§ **THE PROBLEM**
Count the lines in the entries below that contain the string "clicks", and give only that number.

(Collected data)
==========
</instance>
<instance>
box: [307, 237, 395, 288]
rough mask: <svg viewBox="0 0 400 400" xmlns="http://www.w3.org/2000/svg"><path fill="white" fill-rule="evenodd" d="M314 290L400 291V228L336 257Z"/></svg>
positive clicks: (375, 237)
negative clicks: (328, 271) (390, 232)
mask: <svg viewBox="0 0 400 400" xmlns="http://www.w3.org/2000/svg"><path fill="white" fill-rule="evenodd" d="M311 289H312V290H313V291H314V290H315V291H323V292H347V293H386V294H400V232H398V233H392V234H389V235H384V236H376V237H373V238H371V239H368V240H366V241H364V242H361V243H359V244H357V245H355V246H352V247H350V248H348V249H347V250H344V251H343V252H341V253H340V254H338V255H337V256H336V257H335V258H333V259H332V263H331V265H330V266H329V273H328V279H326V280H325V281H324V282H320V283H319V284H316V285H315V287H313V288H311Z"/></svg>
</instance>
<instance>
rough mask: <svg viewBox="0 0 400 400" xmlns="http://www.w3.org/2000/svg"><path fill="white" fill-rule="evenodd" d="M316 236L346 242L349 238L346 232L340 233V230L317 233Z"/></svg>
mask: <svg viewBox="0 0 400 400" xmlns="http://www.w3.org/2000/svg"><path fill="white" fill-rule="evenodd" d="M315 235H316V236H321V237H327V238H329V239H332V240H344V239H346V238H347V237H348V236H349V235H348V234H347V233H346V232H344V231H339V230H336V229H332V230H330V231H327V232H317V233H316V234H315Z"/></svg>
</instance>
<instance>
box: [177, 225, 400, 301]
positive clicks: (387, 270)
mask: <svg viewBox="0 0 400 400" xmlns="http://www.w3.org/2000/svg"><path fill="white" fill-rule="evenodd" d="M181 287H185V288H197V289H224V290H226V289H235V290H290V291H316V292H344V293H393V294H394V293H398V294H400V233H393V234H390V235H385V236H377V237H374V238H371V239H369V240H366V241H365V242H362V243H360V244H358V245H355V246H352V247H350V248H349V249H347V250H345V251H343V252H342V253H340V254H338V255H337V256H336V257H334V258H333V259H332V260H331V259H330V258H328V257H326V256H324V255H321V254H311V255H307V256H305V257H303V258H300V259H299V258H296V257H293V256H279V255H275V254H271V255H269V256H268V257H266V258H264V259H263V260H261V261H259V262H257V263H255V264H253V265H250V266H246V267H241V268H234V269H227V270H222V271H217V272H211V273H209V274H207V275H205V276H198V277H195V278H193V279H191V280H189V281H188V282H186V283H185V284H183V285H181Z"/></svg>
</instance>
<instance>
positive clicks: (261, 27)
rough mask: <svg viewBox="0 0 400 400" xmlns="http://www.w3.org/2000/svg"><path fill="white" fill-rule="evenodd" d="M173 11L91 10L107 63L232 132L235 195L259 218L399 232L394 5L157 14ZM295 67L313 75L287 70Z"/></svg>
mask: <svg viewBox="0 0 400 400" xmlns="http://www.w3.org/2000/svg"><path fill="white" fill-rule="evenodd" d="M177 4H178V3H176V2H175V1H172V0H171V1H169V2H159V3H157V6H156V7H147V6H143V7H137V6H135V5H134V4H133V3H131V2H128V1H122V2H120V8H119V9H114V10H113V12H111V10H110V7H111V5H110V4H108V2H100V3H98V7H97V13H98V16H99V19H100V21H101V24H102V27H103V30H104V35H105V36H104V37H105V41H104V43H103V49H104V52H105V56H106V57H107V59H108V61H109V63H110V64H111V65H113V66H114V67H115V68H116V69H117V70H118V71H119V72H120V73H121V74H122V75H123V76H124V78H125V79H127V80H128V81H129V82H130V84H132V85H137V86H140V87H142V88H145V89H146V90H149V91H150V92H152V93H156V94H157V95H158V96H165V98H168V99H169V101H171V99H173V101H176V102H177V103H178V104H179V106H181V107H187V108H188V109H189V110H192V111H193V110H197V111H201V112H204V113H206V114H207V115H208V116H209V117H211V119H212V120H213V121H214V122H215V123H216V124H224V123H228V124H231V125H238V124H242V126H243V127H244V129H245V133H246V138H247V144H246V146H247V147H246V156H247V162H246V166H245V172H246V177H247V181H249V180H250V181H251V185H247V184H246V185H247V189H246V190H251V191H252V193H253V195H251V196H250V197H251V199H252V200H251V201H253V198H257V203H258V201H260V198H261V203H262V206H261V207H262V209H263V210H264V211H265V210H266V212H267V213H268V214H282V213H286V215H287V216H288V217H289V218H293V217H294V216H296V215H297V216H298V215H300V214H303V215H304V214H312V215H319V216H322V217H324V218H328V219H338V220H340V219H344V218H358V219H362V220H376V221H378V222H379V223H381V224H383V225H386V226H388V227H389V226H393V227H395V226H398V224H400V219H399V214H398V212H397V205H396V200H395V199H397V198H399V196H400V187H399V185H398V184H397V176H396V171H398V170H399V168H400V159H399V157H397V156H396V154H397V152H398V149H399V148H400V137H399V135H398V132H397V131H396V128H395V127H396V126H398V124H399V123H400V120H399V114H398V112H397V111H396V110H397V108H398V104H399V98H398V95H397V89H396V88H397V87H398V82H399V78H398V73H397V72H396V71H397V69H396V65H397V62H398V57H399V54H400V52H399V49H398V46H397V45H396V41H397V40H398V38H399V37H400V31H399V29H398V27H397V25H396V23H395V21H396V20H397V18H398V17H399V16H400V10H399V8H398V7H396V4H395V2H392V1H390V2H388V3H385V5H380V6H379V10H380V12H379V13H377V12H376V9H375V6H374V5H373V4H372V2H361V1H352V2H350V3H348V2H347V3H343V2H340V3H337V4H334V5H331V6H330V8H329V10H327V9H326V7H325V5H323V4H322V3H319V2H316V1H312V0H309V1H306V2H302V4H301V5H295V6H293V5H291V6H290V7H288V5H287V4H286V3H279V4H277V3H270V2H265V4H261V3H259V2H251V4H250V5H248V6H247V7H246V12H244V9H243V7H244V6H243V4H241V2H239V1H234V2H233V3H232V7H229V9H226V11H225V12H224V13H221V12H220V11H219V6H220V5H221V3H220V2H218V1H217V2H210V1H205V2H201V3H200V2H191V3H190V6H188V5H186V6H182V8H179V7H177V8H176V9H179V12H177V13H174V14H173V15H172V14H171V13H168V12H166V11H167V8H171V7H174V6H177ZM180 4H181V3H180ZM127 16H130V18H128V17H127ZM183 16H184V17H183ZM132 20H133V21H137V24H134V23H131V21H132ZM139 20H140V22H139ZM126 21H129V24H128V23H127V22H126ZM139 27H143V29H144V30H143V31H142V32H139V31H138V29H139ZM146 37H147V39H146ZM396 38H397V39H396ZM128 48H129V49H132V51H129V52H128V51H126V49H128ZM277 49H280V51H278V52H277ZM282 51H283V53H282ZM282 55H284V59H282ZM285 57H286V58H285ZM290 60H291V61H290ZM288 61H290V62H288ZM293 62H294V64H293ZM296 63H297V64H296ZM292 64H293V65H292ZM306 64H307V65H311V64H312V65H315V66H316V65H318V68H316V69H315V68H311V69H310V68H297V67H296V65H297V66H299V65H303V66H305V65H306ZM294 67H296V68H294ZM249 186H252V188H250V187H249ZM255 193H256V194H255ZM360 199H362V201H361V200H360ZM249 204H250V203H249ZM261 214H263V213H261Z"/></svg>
==========
§ **THE ANSWER**
4